──────── Extracted text ────────

I'm sure other newbies wold love it as much as me.

Matt

Larb
05-20-2011, 05:12 PM
Ok, I'll share with you how I do mine though it's only one method and there are many other great ones too. I use this method for both small towns and large cities. This is all done in Photoshop.

1) On a new layer (labled buildings or something) use the line tool and set the width to the width of your building/building segment and just draw out the footprint. Make sure anti-aliasing is on. The line tool is great for this 'cause you can effortlessly draw the building chunk at any angle.

2) Double click the layer to open the layer style window. Select stroke and make it black. Set it to 2px or 3px depending on preference and centre. Select drop shadow. My drop shadow settings are: Opacity 75%, Distance 4, Spread 0, Size 5.

3) Ctrl-click your layer thumbail so you select only the stuff on that layer (the buildings). Select the line tool and the black colour and draw the roof peaks on by hand. You don't have to worry about starting outside of the building 'cause you have your selection on! Then, with a hard mechanical brush set to the mode Darken, pick a colour that is darker than your building colour and paint in the shadows. Because it's set to darken, it won't paint over your roof peaks that your just drew on.

────────

■ Your tasks:
A - In the Photoshop building tutorial, what drop shadow settings does the poster use?
B - Continue the Photoshop building tutorial from its last sentence.

──────── Dataset rows ────────

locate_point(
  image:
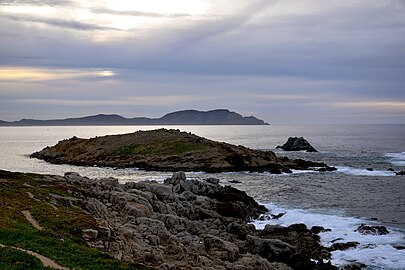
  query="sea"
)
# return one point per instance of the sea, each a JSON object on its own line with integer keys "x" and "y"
{"x": 363, "y": 190}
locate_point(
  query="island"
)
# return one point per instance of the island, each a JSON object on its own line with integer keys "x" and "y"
{"x": 186, "y": 117}
{"x": 168, "y": 150}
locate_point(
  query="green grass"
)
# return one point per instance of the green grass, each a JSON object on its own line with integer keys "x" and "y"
{"x": 162, "y": 148}
{"x": 13, "y": 259}
{"x": 61, "y": 241}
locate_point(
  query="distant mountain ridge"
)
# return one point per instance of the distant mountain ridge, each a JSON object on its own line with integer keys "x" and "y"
{"x": 186, "y": 117}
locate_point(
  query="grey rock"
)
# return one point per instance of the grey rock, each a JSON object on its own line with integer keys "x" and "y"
{"x": 214, "y": 181}
{"x": 297, "y": 144}
{"x": 89, "y": 234}
{"x": 176, "y": 178}
{"x": 374, "y": 230}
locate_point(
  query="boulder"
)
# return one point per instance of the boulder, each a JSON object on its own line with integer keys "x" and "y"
{"x": 297, "y": 144}
{"x": 89, "y": 234}
{"x": 374, "y": 230}
{"x": 343, "y": 246}
{"x": 176, "y": 178}
{"x": 220, "y": 248}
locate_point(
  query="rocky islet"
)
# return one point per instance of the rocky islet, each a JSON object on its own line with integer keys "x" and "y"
{"x": 168, "y": 150}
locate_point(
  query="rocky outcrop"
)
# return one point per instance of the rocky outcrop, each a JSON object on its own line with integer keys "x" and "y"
{"x": 167, "y": 150}
{"x": 297, "y": 144}
{"x": 189, "y": 224}
{"x": 374, "y": 230}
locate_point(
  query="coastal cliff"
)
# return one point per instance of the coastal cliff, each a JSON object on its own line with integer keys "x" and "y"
{"x": 186, "y": 117}
{"x": 181, "y": 224}
{"x": 167, "y": 150}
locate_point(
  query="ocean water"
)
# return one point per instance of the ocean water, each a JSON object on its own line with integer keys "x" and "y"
{"x": 364, "y": 189}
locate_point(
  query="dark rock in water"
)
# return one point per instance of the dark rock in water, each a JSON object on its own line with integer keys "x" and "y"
{"x": 398, "y": 247}
{"x": 277, "y": 216}
{"x": 375, "y": 230}
{"x": 354, "y": 266}
{"x": 343, "y": 246}
{"x": 319, "y": 229}
{"x": 305, "y": 243}
{"x": 214, "y": 181}
{"x": 234, "y": 182}
{"x": 297, "y": 144}
{"x": 327, "y": 169}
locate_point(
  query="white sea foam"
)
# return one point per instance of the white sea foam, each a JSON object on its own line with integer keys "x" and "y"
{"x": 375, "y": 251}
{"x": 363, "y": 172}
{"x": 397, "y": 158}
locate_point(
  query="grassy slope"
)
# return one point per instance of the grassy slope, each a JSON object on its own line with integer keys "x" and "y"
{"x": 61, "y": 240}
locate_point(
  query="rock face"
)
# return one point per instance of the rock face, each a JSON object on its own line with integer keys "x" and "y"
{"x": 167, "y": 150}
{"x": 375, "y": 230}
{"x": 190, "y": 224}
{"x": 297, "y": 144}
{"x": 186, "y": 117}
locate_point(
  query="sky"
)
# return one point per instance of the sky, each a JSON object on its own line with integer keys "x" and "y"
{"x": 284, "y": 61}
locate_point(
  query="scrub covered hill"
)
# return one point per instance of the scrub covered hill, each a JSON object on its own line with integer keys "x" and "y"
{"x": 167, "y": 150}
{"x": 186, "y": 117}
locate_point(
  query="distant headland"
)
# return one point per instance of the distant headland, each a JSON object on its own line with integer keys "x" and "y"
{"x": 185, "y": 117}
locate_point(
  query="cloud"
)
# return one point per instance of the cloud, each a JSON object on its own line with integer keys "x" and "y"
{"x": 313, "y": 60}
{"x": 71, "y": 24}
{"x": 23, "y": 74}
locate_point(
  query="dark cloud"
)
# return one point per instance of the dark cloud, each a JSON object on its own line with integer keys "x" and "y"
{"x": 311, "y": 65}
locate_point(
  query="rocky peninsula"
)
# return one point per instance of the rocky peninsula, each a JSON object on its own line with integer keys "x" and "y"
{"x": 168, "y": 150}
{"x": 178, "y": 224}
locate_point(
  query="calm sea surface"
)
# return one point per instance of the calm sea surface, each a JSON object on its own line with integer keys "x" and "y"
{"x": 354, "y": 194}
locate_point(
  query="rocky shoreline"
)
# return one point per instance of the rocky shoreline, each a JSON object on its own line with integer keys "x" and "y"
{"x": 169, "y": 150}
{"x": 189, "y": 224}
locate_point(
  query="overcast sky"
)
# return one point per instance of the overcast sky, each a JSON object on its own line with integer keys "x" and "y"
{"x": 284, "y": 61}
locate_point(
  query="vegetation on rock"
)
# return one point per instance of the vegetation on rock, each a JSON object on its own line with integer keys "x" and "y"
{"x": 167, "y": 150}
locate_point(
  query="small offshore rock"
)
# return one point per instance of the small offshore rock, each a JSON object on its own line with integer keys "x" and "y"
{"x": 319, "y": 229}
{"x": 234, "y": 182}
{"x": 297, "y": 144}
{"x": 327, "y": 169}
{"x": 374, "y": 230}
{"x": 277, "y": 216}
{"x": 343, "y": 246}
{"x": 354, "y": 266}
{"x": 214, "y": 181}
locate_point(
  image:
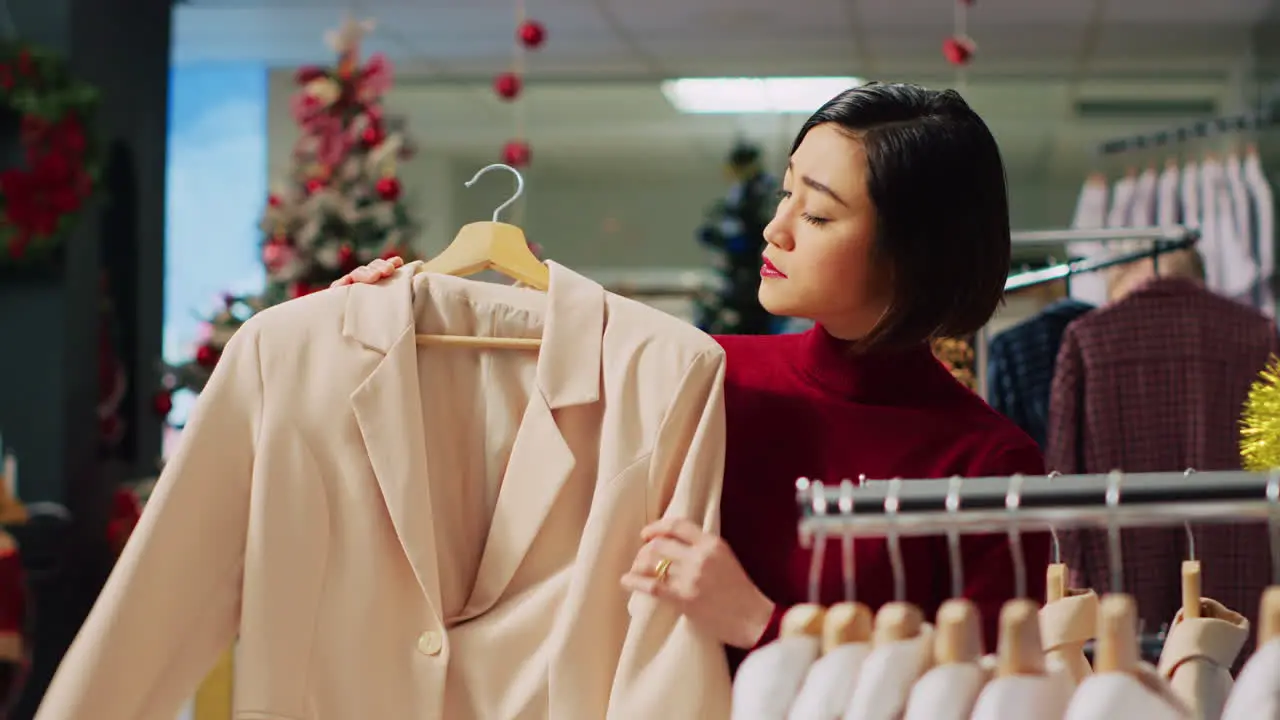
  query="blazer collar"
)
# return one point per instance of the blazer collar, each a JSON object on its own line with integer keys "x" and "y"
{"x": 378, "y": 315}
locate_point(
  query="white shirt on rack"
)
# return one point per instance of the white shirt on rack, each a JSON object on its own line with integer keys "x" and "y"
{"x": 1257, "y": 689}
{"x": 769, "y": 678}
{"x": 830, "y": 683}
{"x": 887, "y": 677}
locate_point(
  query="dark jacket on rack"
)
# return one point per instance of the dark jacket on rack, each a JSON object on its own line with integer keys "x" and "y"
{"x": 1156, "y": 382}
{"x": 1020, "y": 365}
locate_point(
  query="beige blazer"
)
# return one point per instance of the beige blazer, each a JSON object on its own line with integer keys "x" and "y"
{"x": 332, "y": 499}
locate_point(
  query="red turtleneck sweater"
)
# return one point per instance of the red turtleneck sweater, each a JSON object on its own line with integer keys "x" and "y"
{"x": 799, "y": 405}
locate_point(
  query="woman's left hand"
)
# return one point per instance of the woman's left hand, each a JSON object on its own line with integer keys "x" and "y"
{"x": 703, "y": 578}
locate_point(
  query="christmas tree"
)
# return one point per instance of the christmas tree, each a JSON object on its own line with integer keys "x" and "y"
{"x": 339, "y": 206}
{"x": 735, "y": 231}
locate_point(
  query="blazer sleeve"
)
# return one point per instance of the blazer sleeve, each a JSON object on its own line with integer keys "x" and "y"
{"x": 1063, "y": 447}
{"x": 172, "y": 602}
{"x": 668, "y": 666}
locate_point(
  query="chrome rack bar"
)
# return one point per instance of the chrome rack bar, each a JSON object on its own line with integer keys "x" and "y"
{"x": 1029, "y": 278}
{"x": 1033, "y": 238}
{"x": 1034, "y": 504}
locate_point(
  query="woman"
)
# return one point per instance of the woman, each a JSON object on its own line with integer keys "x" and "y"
{"x": 892, "y": 229}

────────

■ Final answers:
A - Opacity 75%, Distance 4, Spread 0, Size 5.

B -
4) This is where I use a tablet. Pick a black hard mechanical brush, 1px, set to opacity - pen pressure in brush options. Sketch on the tiles/thatch/whatever. I guess you could use a texture or pattern or something, I dunno. I prefer the drawn look but I've not tried other methods.

5) To make chimneys, on a new layer, use the line tool set to about... 4 ot 5 pixels or however big you want them to be. Draw on some little grey rectangles. Then open the layerstyle menu for them and add a 2px or 1px stroke. Add a little dropshadow if you want to (only a small one). Then select Inner Glow. Set blend mode to normal, select source: centre, the colour black, and bring down the size/choke/etc until you get a hard black colour in the middle. When you're making lots of chimneys, this just makes it all faster.

6) Details! Optional. To make smoke, on a new layer, just take a low opacity soft mechanical white brush and paint in some wisps of smoke. You can also do things like add a little moss to the roof too if you like.

Couple of points:


If I'm adding large/tall upper bits to a building (like a tower), I will make that part on a new layer on top of the existing building so the drop shadow falls on top of it.

I tend to do all buildings of the same type on a single layer. So all my red-tiled town buildings will be on one layer, all my thatched huts on another. In case I want to make any big stylistic changes to them.

I do fences and things on a seperate layer with small shadow and stroke. Also, it's worth leaving the smoke from chimneys on its own layer so you can lower the opacity of the whole thing if you feel it's too strong, or just simply erase bits of it.



Hope that helps. I'd love to see other people do theirs, especially the textured buildings.

jtougas
05-20-2011, 05:18 PM
Very cool. I like the hand drawn buildings too although most of mine involve textures, I'll see if I can bang something out tonight. :)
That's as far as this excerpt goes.